If you’re looking for smoky flavour and those standout chargrilled lines, then you'll need a griddle pan. We tested some of the best griddle pans available to help you find the right one for your kitchen.
There is a big difference between charring and burning food. Chargrilling enhances an ingredient’s flavour by caramelising its sugars and bringing a smoky taste to every bite. When food is burnt, these sugars carbonise and the taste becomes overwhelmingly bitter. Nobody wants to eat charcoal.
Finding the magic balance between these two states creates a great complexity of flavour. It’s all about those chargrilled lines, so getting the right griddle pan is important.
We tested some of the best griddle pans available ranging in price, size, and specs to help you find the right one for your kitchen.
Ingredients we used for testing included thick strips of chicken in a yoghurt tikka dressing; thickly sliced halloumi; and rounds of aubergine.
We’d usually recommend brushing your ingredients with a lick of oil, just to eliminate any risk of them sticking, but we fried some of ours dry to see how well each pan fared in a non-stick test. Read our griddle pan reviews to see what we found.
Griddle pan reviews: what are the best griddle pans to buy?
Valeria platinum induction griddle pan (28cm)
Best overall griddle pan – star buy
Pros: great non-stick, deep ridges and defined lines
Cons: a large pan for storing
At first sight this looks like a regular big pan, but we found it opened up a variety of cooking options. The 28cm square, straight-sided design maximises cooking surface area and would be large enough to grill a whole spatchcock chicken or two aubergines sliced lengthways.
The non-stick coating is PFOA-free and allowed us to flip and manoeuver each ingredient without them sticking. Despite its size, the pan isn’t overly heavy as it's made from cast-aluminium.
Valira boasts about its diamond polished base for preventing hot spots, and all ingredients we tested were cooked very evenly with clearly defined char lines.
Other brands offered similar capacity but this one pipped them on price. It also has a four-year manufacturer’s guarantee. Suitable for all hobs this pan is a really practical choice, whether you’re cooking for one or a group.
Prestige Stone Quartz Square Grill Pan (28cm)
Best value griddle pan
Pros: wipe-clean, great ridging, large capacity
Cons: big pan to store
The Prestige offers the same size and capacity to the Valeria pan except the sides on this option rise up higher – useful for preventing splashes if what you’re cooking releases a lot of juices.
We were impressed with the practicality of this pan. It was so easy to use. The ridging was wider than others so you don’t get dainty charred lines, but those achieved were even and well-defined. All the ingredients were evenly cooked and did not stick to the pan's PFOA-free coating.
Deep grooving prevented any ingredients from sitting in their own juices which is what you want for achieving good charring. There are also pouring lips on either side of the pan for draining off excess juices or fat.
The versatility of it being both dishwasher and oven safe up to 180 degrees / gas 4 means you have real choice over what you can cook in this grill pan. But we found that any residue was easily wiped off with warm water which would not only save space in the dishwasher but prolong the life of the pan. A lifetime guarantee also gives peace of mind.
Go Cook Forged Aluminium Grill Pan (24cm)
Best small griddle pan
Pros: thin, well-spaced ridging
Cons: only oven proof up to 160-degrees
We particularly liked the grade of ridging on this grill pan which gave ingredients defined and well-spaced charring, making it easy to achieve that professional style criss-crossing.

● **Task objective**:
In the griddle pan reviews, what guarantee comes with the Prestige Stone Quartz Square Grill Pan? Answer using only the griddle pan reviews.

● **Information given**:
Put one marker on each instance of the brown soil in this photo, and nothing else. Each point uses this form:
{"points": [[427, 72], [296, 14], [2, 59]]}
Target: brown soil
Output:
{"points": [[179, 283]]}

● **Response to this task**:
A lifetime guarantee.